CUARTO DOMINGO DE ADVIENTO
HOMILÍA DE MONS. LUIS MARTÍN BARRAZA
Domingo 20 de diciembre de 2020
Lc 1,26-38
Nos hemos ido acercando a este acontecimiento central de nuestra fe, como lo es el misterio de la Encarnación, no sólo en el tiempo, porque ahora estamos en el último domingo de adviento, sino porque los testimonios son cada vez más cercanos. Ahora contemplamos a María, que estuvo directamente involucrada en el nacimiento del Hijo de Dios. Ella es figura del adviento por excelencia: “Al llegar la plenitud de los tiempos, envió Dios a su Hijo, nacido de una mujer, nacido bajo la ley…”(Gál 4,4). Nadie ha estado más cerca de Jesús, desde su concepción hasta su muerte que ella. Después del Espíritu Santo es la mejor testigo del cumplimiento de las promesas.

Instrucción: Transcriba literalmente el pasaje de la homilía anterior comprendido entre «CUARTO DOMINGO DE» y «de las promesas.», ambos incluidos.

Datos disponibles:
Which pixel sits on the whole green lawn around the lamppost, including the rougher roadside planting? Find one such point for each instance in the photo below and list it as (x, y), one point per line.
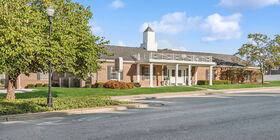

Solución del ejercicio:
CUARTO DOMINGO DE ADVIENTO
HOMILÍA DE MONS. LUIS MARTÍN BARRAZA
Domingo 20 de diciembre de 2020
Lc 1,26-38
Nos hemos ido acercando a este acontecimiento central de nuestra fe, como lo es el misterio de la Encarnación, no sólo en el tiempo, porque ahora estamos en el último domingo de adviento, sino porque los testimonios son cada vez más cercanos. Ahora contemplamos a María, que estuvo directamente involucrada en el nacimiento del Hijo de Dios. Ella es figura del adviento por excelencia: “Al llegar la plenitud de los tiempos, envió Dios a su Hijo, nacido de una mujer, nacido bajo la ley…”(Gál 4,4). Nadie ha estado más cerca de Jesús, desde su concepción hasta su muerte que ella. Después del Espíritu Santo es la mejor testigo del cumplimiento de las promesas.